Instruction
According to the paper header on fullerene-diketopyrrolopyrrole copolymers, in which city is the Institute of Materials for Electronics and Energy Technology (I-MEET) located?

Electron Transfer Dynamics in Fullerene-Diketopyrrolopyrrole Copolymers for Organic Photovoltaics

Bianka Puscher^a, Simon Dowland^b^,^c, Meera Stephen^e^,^f, Andres Osvet^d, Christoph Brabec^d, Roger Hiorns^e, Hans-Joachim Egelhaaf^c, Dirk Guldi^a

^aLehrstuhl für Physikalische Chemie I; Friedrich-Alexander-Universitaet Erlangen-Nuernberg, Egerlandstr. 3, Erlangen, 91058, Germany

^bInstitute for Materials Discovery, University College London, UK, Torrington Place, United Kingdom

^cEnergie Campus Nuremberg, Bavarian Center for Applied Energy Research, Germany

^dInstitute of Materials for Electronics and Energy Technology (I-MEET), Friedrich-Alexander-University Erlangen-Nuremberg, Martensstrasse 7, Erlangen, 91058, Germany

^eEPCP, IPREM (UMR-5254), Université de Pau et des Pays de l’Adour, 2 avenue Président Angot, 64053 Pau, France

^fDepartment of Solid State Electronics, Vilnius University, Saulėtekio 9, Vilnius, 10222, Lithuania

Asia-Pacific International Conference on Perovskite, Organic Photovoltaics and Optoelectronics
Proceedings of International Conference Asia-Pacific Hybrid and Organic Photovoltaics 2018 (AP-HOPV18)

Given entries
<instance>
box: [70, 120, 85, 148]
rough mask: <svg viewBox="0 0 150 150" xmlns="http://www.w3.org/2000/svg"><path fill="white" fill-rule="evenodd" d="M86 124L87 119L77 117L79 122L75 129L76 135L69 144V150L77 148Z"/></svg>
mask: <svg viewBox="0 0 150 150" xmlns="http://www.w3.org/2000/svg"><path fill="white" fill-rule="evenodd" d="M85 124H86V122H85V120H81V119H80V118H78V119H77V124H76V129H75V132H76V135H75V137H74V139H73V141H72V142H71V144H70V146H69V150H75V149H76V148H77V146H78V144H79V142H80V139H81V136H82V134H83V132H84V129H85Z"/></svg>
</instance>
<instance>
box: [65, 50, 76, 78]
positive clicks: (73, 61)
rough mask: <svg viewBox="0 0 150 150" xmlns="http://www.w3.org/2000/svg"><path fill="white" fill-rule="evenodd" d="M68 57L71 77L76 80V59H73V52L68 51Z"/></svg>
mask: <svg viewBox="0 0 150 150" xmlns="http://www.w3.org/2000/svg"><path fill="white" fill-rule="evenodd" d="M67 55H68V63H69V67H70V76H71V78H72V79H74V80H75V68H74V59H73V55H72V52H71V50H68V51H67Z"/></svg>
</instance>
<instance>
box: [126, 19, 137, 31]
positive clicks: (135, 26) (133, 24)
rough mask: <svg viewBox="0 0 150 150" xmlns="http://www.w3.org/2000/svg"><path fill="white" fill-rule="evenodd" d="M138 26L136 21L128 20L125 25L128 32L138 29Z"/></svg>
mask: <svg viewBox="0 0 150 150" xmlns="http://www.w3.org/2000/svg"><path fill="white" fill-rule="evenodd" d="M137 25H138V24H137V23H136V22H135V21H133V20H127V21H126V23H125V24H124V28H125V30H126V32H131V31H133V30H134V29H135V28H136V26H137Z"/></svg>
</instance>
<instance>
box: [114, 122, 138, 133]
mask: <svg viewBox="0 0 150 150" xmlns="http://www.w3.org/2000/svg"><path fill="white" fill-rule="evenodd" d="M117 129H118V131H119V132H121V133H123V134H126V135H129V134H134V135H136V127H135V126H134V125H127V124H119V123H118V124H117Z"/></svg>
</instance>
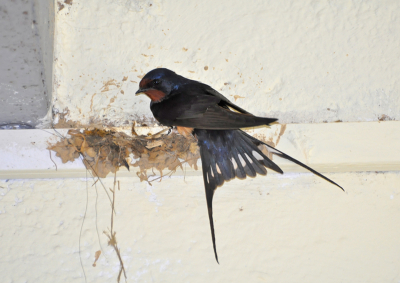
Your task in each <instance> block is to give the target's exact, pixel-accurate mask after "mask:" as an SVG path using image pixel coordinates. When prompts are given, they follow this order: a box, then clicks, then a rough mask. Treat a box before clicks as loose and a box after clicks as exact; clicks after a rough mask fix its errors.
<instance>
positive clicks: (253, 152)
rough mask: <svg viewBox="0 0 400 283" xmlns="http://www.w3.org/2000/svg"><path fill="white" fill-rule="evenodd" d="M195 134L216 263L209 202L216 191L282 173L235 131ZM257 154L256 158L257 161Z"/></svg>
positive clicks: (210, 214)
mask: <svg viewBox="0 0 400 283" xmlns="http://www.w3.org/2000/svg"><path fill="white" fill-rule="evenodd" d="M194 134H195V135H196V137H197V139H198V144H199V146H200V155H201V162H202V168H203V181H204V187H205V191H206V199H207V207H208V217H209V221H210V228H211V238H212V243H213V248H214V254H215V259H216V260H217V262H218V255H217V248H216V244H215V233H214V221H213V209H212V200H213V196H214V192H215V190H216V189H217V187H220V186H222V185H223V184H224V182H225V181H229V180H231V179H234V178H236V177H237V178H240V179H245V178H246V177H247V176H249V177H255V176H256V175H257V174H260V175H266V174H267V170H266V169H265V167H267V168H271V169H273V170H275V171H277V172H282V170H281V169H280V168H279V167H278V165H276V164H275V163H274V162H272V161H271V160H270V159H269V158H268V157H267V156H265V154H263V153H262V151H261V150H260V149H259V148H258V147H257V146H258V144H257V143H255V142H254V141H253V140H251V139H249V138H248V137H247V136H245V135H243V132H241V131H238V130H199V129H195V130H194ZM254 152H256V155H257V154H258V158H256V156H255V154H254Z"/></svg>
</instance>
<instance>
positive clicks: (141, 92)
mask: <svg viewBox="0 0 400 283" xmlns="http://www.w3.org/2000/svg"><path fill="white" fill-rule="evenodd" d="M183 79H184V78H183V77H181V76H179V75H177V74H176V73H175V72H173V71H171V70H168V69H165V68H159V69H154V70H151V71H150V72H148V73H147V74H146V75H145V76H144V77H143V78H142V80H141V81H140V83H139V89H138V91H137V92H136V95H139V94H142V93H144V94H146V95H147V96H148V97H149V98H150V99H151V100H152V101H154V102H158V101H161V100H162V99H163V98H164V97H166V96H167V95H169V94H171V92H173V91H174V90H177V89H178V88H179V86H180V85H181V84H182V82H183V81H182V80H183Z"/></svg>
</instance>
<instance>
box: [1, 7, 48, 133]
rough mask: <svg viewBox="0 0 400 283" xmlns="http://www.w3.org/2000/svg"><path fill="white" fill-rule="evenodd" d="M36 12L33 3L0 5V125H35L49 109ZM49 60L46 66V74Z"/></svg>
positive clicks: (36, 7)
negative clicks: (22, 123)
mask: <svg viewBox="0 0 400 283" xmlns="http://www.w3.org/2000/svg"><path fill="white" fill-rule="evenodd" d="M41 2H49V1H47V0H46V1H41ZM38 10H39V9H38V7H37V6H36V5H34V4H33V1H2V2H1V4H0V26H1V29H0V42H1V45H0V125H2V124H10V123H16V124H21V123H25V124H30V125H31V126H35V125H37V124H38V123H39V119H40V118H43V117H44V116H45V115H46V113H47V110H48V107H49V101H50V99H49V97H50V96H51V95H50V94H49V96H47V92H46V88H45V86H44V84H43V82H42V80H43V79H44V78H45V76H44V74H43V73H44V67H43V63H42V52H41V38H39V32H38V26H37V16H38V15H37V12H38ZM47 19H48V18H47ZM51 22H52V23H54V20H53V21H51ZM51 45H53V40H51ZM52 59H53V58H52V57H51V58H50V64H49V66H48V69H49V70H50V71H51V70H52V65H53V60H52Z"/></svg>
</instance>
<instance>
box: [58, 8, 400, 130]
mask: <svg viewBox="0 0 400 283" xmlns="http://www.w3.org/2000/svg"><path fill="white" fill-rule="evenodd" d="M65 2H68V3H69V4H66V3H64V4H62V5H60V4H59V5H58V10H57V12H56V25H57V31H56V42H55V66H54V73H55V83H56V89H55V93H54V99H55V102H54V107H55V112H56V113H57V112H58V113H64V114H66V113H68V115H66V118H67V119H71V120H73V121H79V122H80V123H83V124H87V123H89V121H92V122H94V121H96V122H102V123H105V124H111V125H123V124H128V123H130V122H131V121H132V120H135V119H140V118H143V117H145V118H152V115H151V112H150V111H149V100H148V98H146V97H144V96H143V97H134V95H133V94H134V92H135V91H136V90H137V88H138V82H139V81H140V78H141V77H142V76H143V75H144V74H145V73H146V72H148V71H149V70H151V69H153V68H156V67H160V66H162V67H167V68H170V69H172V70H175V71H176V72H177V73H179V74H181V75H183V76H186V77H189V78H192V79H196V80H201V81H203V82H205V83H207V84H210V85H212V86H213V87H214V88H216V89H217V90H219V91H221V92H222V93H223V94H224V95H225V96H227V97H228V98H230V99H231V100H232V101H235V102H236V103H237V104H238V105H240V106H241V107H244V108H245V109H247V110H249V111H250V112H253V113H254V114H257V115H268V116H273V117H276V118H279V120H280V122H281V123H309V122H323V121H329V122H332V121H336V120H342V121H374V120H375V121H376V120H378V119H396V120H398V119H399V118H400V83H399V78H398V74H400V48H399V46H400V37H399V36H398V35H399V34H400V2H398V1H384V2H382V1H335V2H319V1H289V0H287V1H278V2H277V1H248V2H246V4H245V5H244V4H243V1H228V2H216V1H211V0H206V1H201V2H194V1H159V0H155V1H133V0H117V1H107V2H106V4H105V3H103V2H99V1H95V0H85V1H81V0H74V1H65ZM382 115H384V116H382ZM63 116H65V115H63ZM57 121H58V120H57V119H56V122H57Z"/></svg>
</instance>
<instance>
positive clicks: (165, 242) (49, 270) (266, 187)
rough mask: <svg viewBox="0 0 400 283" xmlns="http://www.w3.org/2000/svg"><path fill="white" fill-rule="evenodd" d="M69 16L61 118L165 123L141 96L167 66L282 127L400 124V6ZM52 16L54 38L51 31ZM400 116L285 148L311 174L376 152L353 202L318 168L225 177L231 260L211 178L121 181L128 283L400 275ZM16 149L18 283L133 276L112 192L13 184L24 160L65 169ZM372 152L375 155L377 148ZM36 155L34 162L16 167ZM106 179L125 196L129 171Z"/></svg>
mask: <svg viewBox="0 0 400 283" xmlns="http://www.w3.org/2000/svg"><path fill="white" fill-rule="evenodd" d="M11 2H12V1H11ZM11 2H10V3H11ZM39 2H40V1H37V2H36V3H39ZM12 3H17V2H12ZM18 3H20V2H18ZM21 3H22V2H21ZM40 3H41V4H40V5H39V6H41V7H46V6H45V5H42V4H43V3H44V2H40ZM13 5H14V4H13ZM51 7H52V6H51ZM51 7H50V8H51ZM54 11H55V22H54V24H55V41H54V54H53V55H54V62H53V63H54V65H53V70H52V72H53V83H54V84H53V85H52V86H51V87H52V89H53V97H52V99H53V105H52V106H53V113H54V114H55V116H54V122H55V123H59V125H65V124H64V123H65V122H66V121H67V122H71V125H74V124H75V125H77V124H84V125H85V124H89V123H102V124H106V125H127V124H130V123H131V122H132V121H133V120H138V121H146V122H147V123H148V122H149V121H150V122H151V118H152V115H151V112H150V111H149V100H148V99H147V98H146V97H144V96H138V97H135V96H134V95H133V94H134V92H135V91H136V90H137V87H138V82H139V80H140V79H141V77H142V76H143V75H144V74H145V73H146V72H147V71H149V70H151V69H153V68H155V67H160V66H162V67H168V68H171V69H173V70H175V71H176V72H178V73H179V74H182V75H184V76H186V77H189V78H192V79H196V80H201V81H203V82H205V83H208V84H210V85H212V86H213V87H214V88H216V89H217V90H219V91H221V92H222V93H223V94H224V95H226V96H227V97H228V98H230V99H231V100H232V101H235V102H236V103H237V104H238V105H239V106H241V107H244V108H246V109H248V110H249V111H251V112H253V113H254V114H257V115H269V116H275V117H277V118H279V119H280V122H282V123H305V124H306V123H320V122H323V121H328V122H332V121H337V120H341V121H343V122H363V121H377V120H399V118H400V84H399V79H398V74H400V64H399V60H400V59H399V58H400V49H399V46H400V39H399V36H398V35H399V34H400V30H399V29H400V4H399V2H397V1H377V0H373V1H346V0H344V1H340V2H338V1H336V2H317V1H311V0H310V1H293V0H287V1H251V2H246V4H244V2H243V1H224V2H216V1H209V0H205V1H201V2H198V3H195V2H193V1H158V0H155V1H138V0H113V1H94V0H85V1H83V0H73V1H72V0H62V1H61V0H60V1H57V2H54ZM0 12H4V11H0ZM22 12H23V11H21V13H22ZM41 12H42V13H45V10H41ZM22 15H23V17H25V16H26V14H22ZM28 15H30V14H28ZM45 15H47V14H45ZM3 16H4V14H3ZM6 16H7V15H6ZM49 19H50V16H49ZM42 20H43V22H40V24H39V29H40V25H41V27H42V28H44V30H46V28H48V29H49V30H51V22H50V26H49V25H46V22H45V17H44V18H43V19H42ZM47 24H49V23H47ZM1 44H2V46H3V42H2V43H1ZM41 44H42V46H46V44H48V42H47V43H46V42H44V43H43V42H42V43H41ZM47 46H50V44H49V45H47ZM48 48H50V47H48ZM9 51H10V50H8V51H7V52H9ZM10 52H11V51H10ZM46 52H48V53H46V54H47V56H48V57H51V56H52V55H51V54H50V50H46ZM48 57H46V58H48ZM10 58H11V57H10ZM49 65H51V63H49V62H47V63H46V62H45V66H49ZM15 66H17V65H15ZM15 66H14V65H13V68H14V67H15ZM47 76H48V73H46V78H47ZM26 78H28V77H26ZM26 78H25V77H24V79H26ZM7 87H8V86H7ZM2 89H4V87H3V86H2ZM7 91H10V92H14V91H15V89H13V88H10V89H7ZM16 91H18V90H16ZM10 97H12V96H10ZM7 99H9V97H8V96H7ZM43 99H45V98H43ZM0 107H1V106H0ZM392 123H398V122H380V123H379V122H375V123H354V124H358V125H359V126H360V127H356V126H354V124H352V123H335V124H333V123H332V124H318V125H311V126H315V127H316V128H319V127H321V128H323V129H322V130H318V131H315V130H310V129H309V128H308V127H307V125H292V126H291V125H288V126H287V130H286V131H285V134H284V136H282V139H280V143H279V147H286V148H293V149H294V152H296V153H298V155H296V156H295V157H298V158H300V159H301V160H303V161H304V162H306V163H307V164H309V162H313V161H315V160H317V161H319V164H320V165H321V164H322V165H324V164H325V163H322V162H320V161H321V159H323V158H324V157H326V156H327V157H329V158H327V159H329V160H327V161H326V164H332V162H334V163H335V164H338V165H344V166H338V167H337V168H334V169H335V170H337V171H341V170H342V171H351V170H352V169H351V168H352V166H353V168H354V163H355V162H356V161H357V162H359V161H360V160H361V161H363V162H364V161H365V160H367V161H368V162H367V163H368V169H363V170H371V172H358V173H355V172H352V173H350V172H339V173H327V176H328V177H330V178H332V179H334V180H335V181H336V182H338V183H339V184H340V185H342V186H343V187H344V188H345V189H346V193H344V192H342V191H341V190H340V189H338V188H337V187H335V186H333V185H331V184H329V183H327V182H325V181H324V180H322V179H320V178H318V177H315V176H314V175H312V174H305V173H289V174H285V175H278V174H269V175H268V176H267V177H257V178H254V179H247V180H245V181H239V180H234V181H231V182H229V183H226V184H224V186H223V187H221V188H219V189H218V190H217V192H216V194H215V198H214V219H215V228H216V240H217V249H218V253H219V259H220V263H221V264H220V265H218V264H217V263H216V262H215V259H214V254H213V250H212V242H211V235H210V228H209V223H208V216H207V209H206V202H205V196H204V187H203V180H202V177H201V176H200V172H197V173H198V174H188V175H187V176H186V177H185V178H184V177H183V176H182V173H181V174H180V175H179V174H177V175H175V176H174V177H172V178H165V179H163V180H162V181H161V182H157V181H156V182H153V183H152V186H150V185H149V184H147V183H144V182H142V183H140V182H139V179H138V178H137V176H136V174H135V172H132V173H131V174H132V176H131V177H118V180H120V181H121V190H118V191H117V193H116V201H115V211H116V215H115V218H114V231H116V232H117V234H116V236H117V240H118V246H119V248H120V251H121V255H122V259H123V261H124V264H125V268H126V272H127V278H128V282H265V281H269V282H316V283H317V282H318V283H319V282H335V283H336V282H349V283H350V282H351V283H353V282H400V268H399V266H400V244H399V238H400V226H399V224H398V222H399V221H398V219H399V218H400V210H399V207H400V206H399V205H400V199H399V197H400V194H399V192H400V185H399V184H400V173H399V172H398V171H397V172H394V171H393V172H378V171H375V170H380V169H379V168H387V167H379V166H375V167H374V165H376V164H378V161H379V162H380V163H379V164H384V163H385V162H386V161H387V160H389V161H390V162H389V163H388V164H389V165H391V164H392V163H393V164H395V165H396V166H397V165H398V160H393V156H395V155H390V148H391V147H390V146H389V145H390V144H393V143H395V142H396V141H397V140H398V138H397V135H398V132H397V131H392V132H393V133H392V132H391V131H381V130H382V129H387V128H386V126H388V125H389V124H392ZM372 124H373V127H372V126H371V125H372ZM328 125H329V127H327V126H328ZM380 125H382V126H380ZM276 127H278V126H276ZM279 127H280V126H279ZM333 128H335V129H334V130H332V129H333ZM361 128H363V129H368V130H370V129H372V131H371V133H370V134H369V132H368V131H367V130H362V131H361V130H360V129H361ZM274 129H275V130H276V128H272V129H271V131H273V130H274ZM328 129H331V130H328ZM343 129H346V131H344V130H343ZM374 129H376V130H374ZM38 131H39V130H38ZM324 131H325V132H326V131H329V135H324ZM358 131H359V132H358ZM278 132H279V131H278ZM317 132H318V134H317ZM358 133H362V135H361V134H358ZM275 134H276V135H278V134H279V135H278V136H279V138H280V137H281V136H280V135H281V134H280V133H275ZM32 135H33V134H32ZM3 136H4V135H3ZM321 136H322V138H323V139H321ZM7 138H9V137H7ZM4 140H6V139H0V147H1V150H0V152H3V153H4V152H6V154H7V156H6V157H7V160H11V161H12V162H10V163H9V164H5V165H4V164H3V163H5V161H4V156H0V160H2V162H3V163H2V166H0V167H1V168H2V170H3V171H2V172H1V173H2V176H4V179H3V180H0V221H1V223H2V228H1V229H0V250H1V251H2V252H1V253H0V262H1V264H0V274H1V281H2V282H3V281H4V282H85V280H84V279H85V276H86V279H87V280H86V281H87V282H116V280H117V275H118V272H119V267H120V265H119V261H118V258H117V255H116V253H115V251H114V250H113V249H112V248H111V247H110V246H108V245H107V241H108V239H107V237H106V235H105V234H104V233H103V231H109V230H108V229H109V228H110V227H111V223H110V216H111V205H110V201H109V198H108V197H107V195H106V193H105V190H104V188H103V187H102V186H101V183H100V182H97V183H96V184H95V185H94V181H93V180H91V179H88V180H86V179H78V178H64V179H25V180H17V179H14V180H13V179H10V176H6V174H7V172H8V171H7V170H8V169H10V168H11V169H13V170H14V171H15V170H18V169H25V170H29V169H37V168H35V166H37V167H40V166H39V165H43V164H46V166H45V167H43V168H45V169H46V170H48V169H49V168H53V165H54V164H53V163H52V162H50V161H49V160H48V159H47V156H48V152H47V151H45V154H43V155H41V156H39V157H36V156H37V155H38V154H39V153H40V150H39V145H36V143H35V142H34V141H31V140H29V141H28V140H23V142H22V141H21V138H20V139H17V138H16V139H14V140H13V141H12V142H9V145H8V146H5V145H4ZM321 140H322V141H323V142H321ZM342 140H343V141H342ZM2 141H3V142H2ZM8 141H9V139H8ZM317 142H318V144H316V143H317ZM276 143H278V141H277V140H276ZM321 143H322V144H323V146H320V144H321ZM10 144H11V145H10ZM359 144H363V146H366V145H370V146H368V150H365V151H364V152H367V154H364V152H361V153H360V152H359V149H360V148H361V147H359ZM33 147H37V148H36V149H35V150H31V149H32V148H33ZM41 147H42V149H43V148H44V147H45V146H44V145H43V144H42V145H41ZM324 148H328V150H321V149H324ZM377 148H379V150H376V149H377ZM382 148H383V149H384V150H381V149H382ZM336 149H338V150H337V151H338V153H337V156H335V157H332V158H331V156H332V154H334V150H336ZM13 150H14V151H15V152H16V153H18V155H17V154H16V156H17V157H18V159H16V158H13ZM355 152H357V156H356V158H354V159H352V154H355ZM381 152H384V153H385V154H386V155H388V152H389V156H390V158H386V157H385V156H378V155H379V154H380V153H381ZM288 153H289V152H288ZM290 153H291V152H290ZM374 154H375V156H376V158H375V159H374ZM0 155H1V154H0ZM343 155H345V156H346V157H343ZM24 156H26V158H25V159H24V161H25V163H24V162H16V161H15V160H21V158H22V159H23V158H24ZM44 156H46V157H45V158H46V160H47V161H48V163H44V162H42V161H43V160H44ZM1 157H3V158H1ZM341 157H343V158H341ZM53 158H54V159H55V157H54V155H53ZM7 160H6V161H7ZM32 160H33V161H32ZM29 162H31V163H32V166H29V164H27V163H29ZM374 162H375V163H374ZM317 163H318V162H317ZM361 163H362V162H361ZM19 164H22V165H23V166H22V165H21V166H19ZM386 165H387V164H386ZM69 166H71V167H73V166H72V165H71V164H69ZM329 166H331V165H329ZM329 166H328V167H329ZM22 167H23V168H22ZM322 167H323V166H322ZM4 168H6V169H4ZM357 168H358V167H357ZM375 168H377V169H375ZM396 168H397V167H396ZM45 169H43V172H46V170H45ZM332 170H333V169H332ZM382 170H387V169H382ZM393 170H398V169H393ZM325 171H329V169H326V170H325ZM126 173H127V172H126ZM124 176H126V175H124ZM46 178H48V177H46ZM102 181H103V183H104V186H105V189H106V190H107V191H108V193H109V194H110V191H109V188H112V186H113V179H112V178H107V179H104V180H102ZM99 250H101V251H102V254H101V256H100V258H99V259H98V261H97V263H96V267H93V266H92V265H93V263H94V261H95V254H96V252H97V251H99Z"/></svg>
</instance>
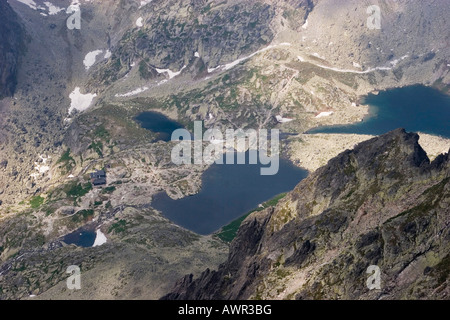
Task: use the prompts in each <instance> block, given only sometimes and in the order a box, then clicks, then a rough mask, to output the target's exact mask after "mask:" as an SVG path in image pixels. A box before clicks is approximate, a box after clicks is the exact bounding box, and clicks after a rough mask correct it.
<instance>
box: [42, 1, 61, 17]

Answer to this problem
Erlangen, Germany